** start of Task material **
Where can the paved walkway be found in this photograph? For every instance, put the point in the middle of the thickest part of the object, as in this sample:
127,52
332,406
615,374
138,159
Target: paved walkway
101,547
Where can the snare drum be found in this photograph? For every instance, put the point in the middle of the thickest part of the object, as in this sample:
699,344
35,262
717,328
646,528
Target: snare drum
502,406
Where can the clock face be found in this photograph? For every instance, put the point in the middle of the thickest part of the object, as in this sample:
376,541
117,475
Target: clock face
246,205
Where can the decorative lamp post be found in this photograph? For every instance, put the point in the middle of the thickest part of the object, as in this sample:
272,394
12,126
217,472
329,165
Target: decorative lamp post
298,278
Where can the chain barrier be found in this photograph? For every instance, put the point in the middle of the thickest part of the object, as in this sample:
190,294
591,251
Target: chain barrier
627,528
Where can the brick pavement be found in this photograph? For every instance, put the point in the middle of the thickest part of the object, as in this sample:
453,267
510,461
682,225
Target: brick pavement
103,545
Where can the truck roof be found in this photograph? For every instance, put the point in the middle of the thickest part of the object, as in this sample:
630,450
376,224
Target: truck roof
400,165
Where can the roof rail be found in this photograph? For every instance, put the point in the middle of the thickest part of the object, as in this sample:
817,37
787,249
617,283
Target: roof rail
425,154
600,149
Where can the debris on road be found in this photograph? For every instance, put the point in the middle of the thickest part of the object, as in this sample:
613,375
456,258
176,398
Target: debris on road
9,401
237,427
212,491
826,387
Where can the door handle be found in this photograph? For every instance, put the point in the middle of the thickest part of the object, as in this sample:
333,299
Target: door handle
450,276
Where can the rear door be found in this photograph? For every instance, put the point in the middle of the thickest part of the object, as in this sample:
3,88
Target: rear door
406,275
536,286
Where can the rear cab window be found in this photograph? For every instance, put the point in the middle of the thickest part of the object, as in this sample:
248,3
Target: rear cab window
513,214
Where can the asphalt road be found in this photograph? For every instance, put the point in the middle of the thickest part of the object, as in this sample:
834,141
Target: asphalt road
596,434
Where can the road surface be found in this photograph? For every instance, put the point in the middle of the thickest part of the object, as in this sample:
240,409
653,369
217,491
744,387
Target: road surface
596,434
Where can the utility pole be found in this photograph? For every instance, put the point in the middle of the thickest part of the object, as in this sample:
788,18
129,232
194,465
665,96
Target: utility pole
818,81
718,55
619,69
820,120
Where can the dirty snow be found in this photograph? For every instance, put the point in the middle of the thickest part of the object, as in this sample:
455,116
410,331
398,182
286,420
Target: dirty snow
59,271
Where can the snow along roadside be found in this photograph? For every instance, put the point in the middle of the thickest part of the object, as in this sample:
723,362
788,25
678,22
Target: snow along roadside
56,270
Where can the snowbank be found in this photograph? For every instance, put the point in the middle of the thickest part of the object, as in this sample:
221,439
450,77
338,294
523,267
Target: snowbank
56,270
** end of Task material **
• **Stated exercise**: Reproduce all of the data above line for line, leaving every character unchanged.

• **Answer for the task**:
Where can the paved walkway be found in this photograph? For every instance, put the point in the middle of the thickest part of the object, as in this sample:
127,52
332,406
615,374
138,159
Target: paved walkway
101,547
Where can the snare drum be found in this photograph? For every instance, put the point in the middle of the thickest part of the object, as in this sample:
699,344
35,262
717,328
646,528
Target: snare drum
502,406
Where can the clock face be found in this photograph? For every instance, put the point in the middle of the thickest part of the object, as in this sample:
376,541
117,475
Target: clock face
246,205
Where can the decorative lamp post be found in this photograph? For every instance, put the point in the middle of the thickest part of the object, as in this sample:
272,394
12,126
217,472
329,165
Target: decorative lamp post
298,278
Where can the chain barrier be found in this photograph? For every instance, put the point in the middle of the thickest part of the object, as in this sample:
190,294
591,251
Target: chain barrier
627,528
Where can the brick pavement be found in this photograph? For every instance, put the point in the middle of the thickest part of the object, as in this sample:
453,267
510,461
682,225
Target: brick pavement
103,545
Where can the truck roof be found in this photograph? For every instance, put the point in the middle of the thickest part of the object, as in this sample:
630,450
376,224
Target: truck roof
400,165
Where can the roof rail be found in this photograph? For every instance, put the point in the middle of the thickest part of the object, as in this sample:
817,37
787,249
617,283
Target: roof rail
425,154
600,149
Where can the debris on road be found in this photograph? For every instance, put the point in the middle of the thickest part of the object, as in this sample:
613,375
456,258
176,398
Target: debris on road
9,401
237,427
212,491
826,387
Where can the door handle be found in this photograph? For every instance, put the point in the middle of the thickest part of the object, as in this sample:
333,299
Target: door handle
450,276
Where can the rear door be found in this photograph? For every instance, put the point in the middle of the thickest part of the object, as in this sample:
3,88
Target: rear door
406,275
536,286
Where can the rear cab window be found in this photograph? For every instance, put the point in the middle of the thickest part of the object, as in this sample:
248,3
Target: rear cab window
513,214
Where can the asphalt road be found in this photograph? For every instance, put the point in the middle of the thickest part of the object, as in this sample:
834,141
Target: asphalt road
596,434
Where can the road surface be found in this photograph? For every instance, put the point in the middle of the thickest part of the object, as in this sample:
240,409
653,369
217,491
744,387
Target: road surface
596,434
Where can the utility pole be found in this photograph? For every instance, put the point in the middle of the thickest part of the object, as in this sample:
788,18
129,232
194,465
665,96
Target: utility pole
818,81
718,55
619,69
820,120
Where can the dirty snow be found in this photograph? For every instance, put the point in the middle of the thickest part of the object, as in this sample:
455,116
410,331
398,182
286,420
Target: dirty snow
59,271
Where can the snow along roadside be found in this photograph? For every instance, put the point in the middle of the thickest part of the object, as in this sample:
723,362
788,25
678,22
Target: snow along roadside
56,270
Where can the snowbank be found in this photograph? For every instance, put the point in the middle of the thickest part of the object, as in this sample:
221,439
450,77
338,294
523,267
Target: snowbank
56,270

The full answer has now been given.